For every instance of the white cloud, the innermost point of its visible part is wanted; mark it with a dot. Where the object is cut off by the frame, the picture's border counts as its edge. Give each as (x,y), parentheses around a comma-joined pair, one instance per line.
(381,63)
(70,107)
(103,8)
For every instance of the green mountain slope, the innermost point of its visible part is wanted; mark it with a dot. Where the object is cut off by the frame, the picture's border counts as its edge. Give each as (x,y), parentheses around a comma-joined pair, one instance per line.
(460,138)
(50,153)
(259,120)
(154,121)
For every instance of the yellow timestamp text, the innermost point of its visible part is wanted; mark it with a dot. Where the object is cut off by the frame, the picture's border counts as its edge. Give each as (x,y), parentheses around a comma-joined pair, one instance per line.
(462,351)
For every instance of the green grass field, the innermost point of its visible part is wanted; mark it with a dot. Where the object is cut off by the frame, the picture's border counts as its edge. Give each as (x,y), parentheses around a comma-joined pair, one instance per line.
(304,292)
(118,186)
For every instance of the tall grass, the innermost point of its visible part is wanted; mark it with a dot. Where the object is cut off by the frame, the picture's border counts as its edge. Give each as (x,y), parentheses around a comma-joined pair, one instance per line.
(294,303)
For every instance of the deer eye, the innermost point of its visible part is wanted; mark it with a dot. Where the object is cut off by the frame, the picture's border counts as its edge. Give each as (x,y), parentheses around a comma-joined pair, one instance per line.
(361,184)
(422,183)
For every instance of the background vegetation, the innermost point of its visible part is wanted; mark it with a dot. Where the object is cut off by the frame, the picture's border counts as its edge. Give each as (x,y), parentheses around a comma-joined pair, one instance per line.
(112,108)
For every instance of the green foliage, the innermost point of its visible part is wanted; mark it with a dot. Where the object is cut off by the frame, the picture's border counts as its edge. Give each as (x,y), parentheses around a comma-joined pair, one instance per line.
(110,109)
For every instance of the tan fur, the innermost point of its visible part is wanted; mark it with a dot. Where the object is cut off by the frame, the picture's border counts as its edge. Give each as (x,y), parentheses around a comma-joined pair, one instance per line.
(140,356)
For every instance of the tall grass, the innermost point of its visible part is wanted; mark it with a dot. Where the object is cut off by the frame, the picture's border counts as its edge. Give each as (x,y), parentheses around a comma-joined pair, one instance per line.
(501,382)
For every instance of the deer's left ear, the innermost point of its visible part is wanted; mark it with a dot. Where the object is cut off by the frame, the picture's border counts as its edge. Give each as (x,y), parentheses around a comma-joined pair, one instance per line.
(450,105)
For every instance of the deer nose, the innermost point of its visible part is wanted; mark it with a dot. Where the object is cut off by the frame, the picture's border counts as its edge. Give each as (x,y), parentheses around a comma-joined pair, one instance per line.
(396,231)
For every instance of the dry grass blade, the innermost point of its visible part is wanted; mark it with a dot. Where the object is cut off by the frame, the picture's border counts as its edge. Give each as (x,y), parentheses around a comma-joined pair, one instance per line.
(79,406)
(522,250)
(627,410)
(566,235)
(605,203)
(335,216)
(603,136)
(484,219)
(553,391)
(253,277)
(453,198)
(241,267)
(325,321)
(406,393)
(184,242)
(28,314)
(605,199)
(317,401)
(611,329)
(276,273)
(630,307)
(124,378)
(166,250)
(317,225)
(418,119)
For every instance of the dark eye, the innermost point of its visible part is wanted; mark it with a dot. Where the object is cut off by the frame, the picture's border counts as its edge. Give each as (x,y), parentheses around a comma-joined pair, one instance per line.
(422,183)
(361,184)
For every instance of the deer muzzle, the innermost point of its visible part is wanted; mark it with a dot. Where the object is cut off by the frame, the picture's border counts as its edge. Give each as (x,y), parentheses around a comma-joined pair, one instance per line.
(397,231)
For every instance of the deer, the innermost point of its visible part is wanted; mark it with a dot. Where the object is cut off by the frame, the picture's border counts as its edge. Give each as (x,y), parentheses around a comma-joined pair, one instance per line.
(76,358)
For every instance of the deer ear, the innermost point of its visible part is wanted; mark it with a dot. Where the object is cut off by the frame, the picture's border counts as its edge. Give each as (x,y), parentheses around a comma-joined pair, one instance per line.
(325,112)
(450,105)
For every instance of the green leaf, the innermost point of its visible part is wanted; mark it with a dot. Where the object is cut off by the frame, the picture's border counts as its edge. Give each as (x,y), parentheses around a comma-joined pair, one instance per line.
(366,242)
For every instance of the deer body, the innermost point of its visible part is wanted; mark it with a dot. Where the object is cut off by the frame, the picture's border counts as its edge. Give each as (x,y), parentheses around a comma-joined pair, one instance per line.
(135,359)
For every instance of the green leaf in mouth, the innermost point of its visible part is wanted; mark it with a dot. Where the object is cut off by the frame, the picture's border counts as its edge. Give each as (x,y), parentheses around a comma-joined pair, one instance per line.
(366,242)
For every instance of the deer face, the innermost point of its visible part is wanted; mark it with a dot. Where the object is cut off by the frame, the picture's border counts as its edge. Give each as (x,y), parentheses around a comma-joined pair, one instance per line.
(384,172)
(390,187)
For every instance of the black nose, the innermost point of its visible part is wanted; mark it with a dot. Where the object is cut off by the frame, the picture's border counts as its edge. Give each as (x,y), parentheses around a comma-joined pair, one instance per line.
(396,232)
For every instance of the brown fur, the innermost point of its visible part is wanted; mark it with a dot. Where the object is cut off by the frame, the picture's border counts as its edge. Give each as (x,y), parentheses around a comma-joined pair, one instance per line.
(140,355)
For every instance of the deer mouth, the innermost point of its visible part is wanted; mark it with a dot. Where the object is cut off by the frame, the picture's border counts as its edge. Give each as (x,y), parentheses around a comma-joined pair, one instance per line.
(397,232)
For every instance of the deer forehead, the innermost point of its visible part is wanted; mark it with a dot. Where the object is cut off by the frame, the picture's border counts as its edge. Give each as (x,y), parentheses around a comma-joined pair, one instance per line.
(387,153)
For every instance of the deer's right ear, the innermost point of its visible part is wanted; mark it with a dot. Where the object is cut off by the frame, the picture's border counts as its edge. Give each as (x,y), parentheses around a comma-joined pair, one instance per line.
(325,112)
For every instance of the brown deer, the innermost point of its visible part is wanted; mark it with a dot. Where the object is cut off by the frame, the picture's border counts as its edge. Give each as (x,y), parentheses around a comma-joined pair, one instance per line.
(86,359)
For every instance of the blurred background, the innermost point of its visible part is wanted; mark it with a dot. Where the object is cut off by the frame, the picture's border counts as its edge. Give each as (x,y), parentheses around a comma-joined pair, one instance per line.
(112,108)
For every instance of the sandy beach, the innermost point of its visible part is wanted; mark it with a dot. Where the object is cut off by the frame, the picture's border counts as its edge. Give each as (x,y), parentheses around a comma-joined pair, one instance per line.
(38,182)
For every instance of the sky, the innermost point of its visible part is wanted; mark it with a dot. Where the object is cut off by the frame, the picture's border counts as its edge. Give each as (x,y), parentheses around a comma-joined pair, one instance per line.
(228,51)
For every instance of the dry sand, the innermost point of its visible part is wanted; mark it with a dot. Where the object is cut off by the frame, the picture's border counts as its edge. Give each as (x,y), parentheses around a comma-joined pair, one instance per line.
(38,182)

TASK DIRECTIONS
Restate every line of the listing word for word.

OUTPUT
For every instance of the white cloud, the innermost point of its visible part is wanted; mark it with a dot. Where the object is cut off by the frame, the picture's border counts as its edge. Give each as (x,y), parentheses around a comma-joined pair, one instance per line.
(381,63)
(70,107)
(103,8)
For every instance of the green mountain slope, the innermost point of its visible part is wanted; mark it with a dot. Where the object is cut off by the frame, the picture's border counts as its edge. Give each as (x,y), parentheses around a comma-joined pair, one instance per line.
(460,138)
(50,153)
(259,120)
(154,121)
For every instance of the yellow timestamp text, the innermost point of its visible part is wanted; mark it with a dot. Where the object is cut off by the frame, the picture's border counts as its edge. Give each as (x,y), parentheses around a comma-joined pair, one instance per line.
(462,351)
For every instance of the green grass field, the innermost point of its visible part is wanted; mark it with a dot. Where the object is cut off by the frame, the picture's border counts as its edge. Give each as (x,y), parentheses around a comma-joined pair, one instance per line.
(304,292)
(118,186)
For every instance of the tall grass, the innermost point of its visible part is wanted; mark it with a dot. Where the object is cut off by the frame, the picture's border counts as its edge. Give each as (x,y), parentheses around a comma-joined pair, one instance per line.
(294,303)
For every instance of the deer eye, the innermost point of its visible part is wanted; mark it with a dot. Where the object is cut off by the frame, the picture's border counts as its edge. Give each as (x,y), parentheses around a comma-joined pair, one instance per line.
(361,184)
(422,183)
For every instance of the background vegetation, the innermost point of its visible part is wanted; mark it with a dot. Where the object is cut off by the frame, the picture's border counts as its edge. Give each as (x,y), parentheses around a comma-joined pair, one instance per line.
(112,108)
For every instance of the green foliage, the innermost point of its visible part is wanted; mark it with a dot. Where the object is cut off by the frame, the picture's border counts as its edge. Give each as (x,y), parentheses around a comma-joined pair, one instance per line.
(110,109)
For every instance of the tan fur, the innermost point of its visible part is wanted; mark it with a dot. Where the object is cut off by the frame, the picture's border counts as its edge. Give each as (x,y), parentheses around a comma-joined pair, one instance per line.
(140,356)
For every instance of the tall grass, the innermost point of its visible part is wanted; mark it with a dot. Where the object is cut off by the frame, the picture's border counts as its edge. Give each as (x,y), parentheses around a comma-joined pair, one instance per line.
(501,382)
For every instance of the deer's left ear, the innermost point of its visible part is wanted; mark it with a dot. Where the object is cut off by the frame, the picture's border counts as its edge. Give each as (x,y), parentheses around a comma-joined pair, one instance per line.
(450,105)
For every instance of the deer nose, the innermost point of its visible part is wanted; mark it with a dot. Where the object is cut off by the frame, the picture's border counts as its edge. Give each as (x,y), parentheses around a comma-joined pair, one instance per line.
(396,231)
For every instance of the dry grass blade, the innermost point of its visible part is wanted; mark it with a dot. Where the object is cut off by the frame, the picture's border counts as its edge. Give each as (x,y), parentheses around a comma-joined pair, one instance per line.
(79,406)
(522,250)
(627,410)
(566,235)
(605,203)
(335,216)
(603,136)
(484,219)
(553,391)
(253,277)
(453,198)
(241,267)
(325,321)
(406,393)
(184,242)
(28,314)
(605,199)
(317,401)
(611,329)
(276,273)
(630,307)
(124,378)
(166,250)
(317,225)
(418,119)
For every instance of the dark eye, the innermost point of its visible part is wanted; mark it with a dot. Where the object is cut off by the frame, the picture's border counts as its edge. Give each as (x,y), parentheses around a comma-joined pair, one instance per line.
(422,183)
(361,184)
For every instance of the deer muzzle, the innermost point of its visible part is wanted; mark it with a dot. Where the object is cut off by the frame, the picture's border counts as its edge. Give each as (x,y), parentheses around a comma-joined pair, one instance per line.
(397,231)
For every instance of the deer, the innermost point of its visible part is wanted; mark it with a dot. Where the object is cut off by the frame, the picture's border counts as its edge. Give each as (x,y), parentheses around a comma-joined pair, one instance per line.
(76,358)
For every instance of the deer ear, the innermost point of its visible part is wanted; mark it with a dot. Where the object is cut off by the frame, the picture's border counts as its edge. Give each as (x,y), parentheses around a comma-joined pair, one instance per line.
(325,112)
(450,105)
For every instance of the green leaf, the innermost point of its visible part is wanted; mark it with a dot. Where the object is cut off by the frame, the picture's border counts as its edge. Give each as (x,y), parentheses around a comma-joined pair, one instance per line.
(366,242)
For every instance of the deer body, the innermost point of its visible part is wanted; mark it with a dot. Where the object is cut off by the frame, the picture's border counts as its edge. Give each as (x,y), parentheses around a comma-joined pair, one instance per line.
(135,359)
For every instance of the green leaf in mouth, the innermost point of its visible part is wanted; mark it with a dot. Where the object is cut off by the frame, the picture's border counts as its edge. Give each as (x,y), parentheses around a comma-joined pair, one instance per line.
(366,242)
For every instance of the deer face, the innermost point of its visible part is wanted; mark it with a dot. Where the object is cut off by the frame, the picture's border counts as its edge. Give each as (x,y), parentheses around a comma-joined pair, one instance per line.
(384,172)
(390,187)
For every instance of the black nose, the innermost point of its visible part is wanted; mark it with a dot. Where the object is cut off by the frame, the picture's border counts as its edge. Give each as (x,y), parentheses around a comma-joined pair, one instance per line.
(396,232)
For every instance of the brown fur, the innermost point of its visible part is wanted; mark it with a dot. Where the object is cut off by the frame, the picture's border counts as its edge. Give each as (x,y), parentheses around a comma-joined pair, one instance per line.
(140,355)
For every instance of the deer mouth, the innermost point of its visible part is wanted; mark it with a dot. Where the object is cut off by the frame, the picture's border counts as its edge. Give each as (x,y), parentheses around a comma-joined pair, one instance per line.
(397,232)
For every instance of the deer forehead, the innermost point of its visible part is wanted; mark it with a dot. Where the object is cut off by the frame, the picture's border counts as its edge. Give each as (x,y), parentheses around a comma-joined pair, one instance per line.
(387,153)
For every instance of the deer's right ear, the innermost point of its visible part is wanted; mark it with a dot. Where the object is cut off by the frame, the picture's border counts as its edge. Give each as (x,y), parentheses around a comma-joined pair, one instance per line.
(325,112)
For every instance of the brown deer, the innermost point of its visible part is wanted; mark it with a dot. Where the object is cut off by the frame, the picture's border counts as its edge. Give each as (x,y), parentheses around a comma-joined pair, one instance per line.
(86,359)
For every instance of the blurred background, the innermost point of its visible part is wanted; mark it with a dot. Where the object is cut off by the frame, the picture's border counts as its edge. Give each as (x,y), parentheses around a comma-joined pair, one instance per line.
(112,108)
For every instance of the sandy beach, the innermost point of its visible part is wanted; mark it with a dot. Where the object is cut off by the frame, the picture's border counts as its edge. Give each as (x,y), parentheses around a comma-joined pair, one instance per line.
(38,182)
For every instance of the sky, the innermost point of its visible part is wanted; mark it with a dot. Where the object is cut off by the frame, the picture's border counts as its edge. Give each as (x,y), parentheses around a comma-joined pair, one instance per line.
(228,51)
For every instance of the dry sand, the innermost point of its visible part is wanted; mark it with a dot. Where the object is cut off by the frame, the picture's border counts as its edge. Give each as (x,y), parentheses around a comma-joined pair, one instance per line.
(38,182)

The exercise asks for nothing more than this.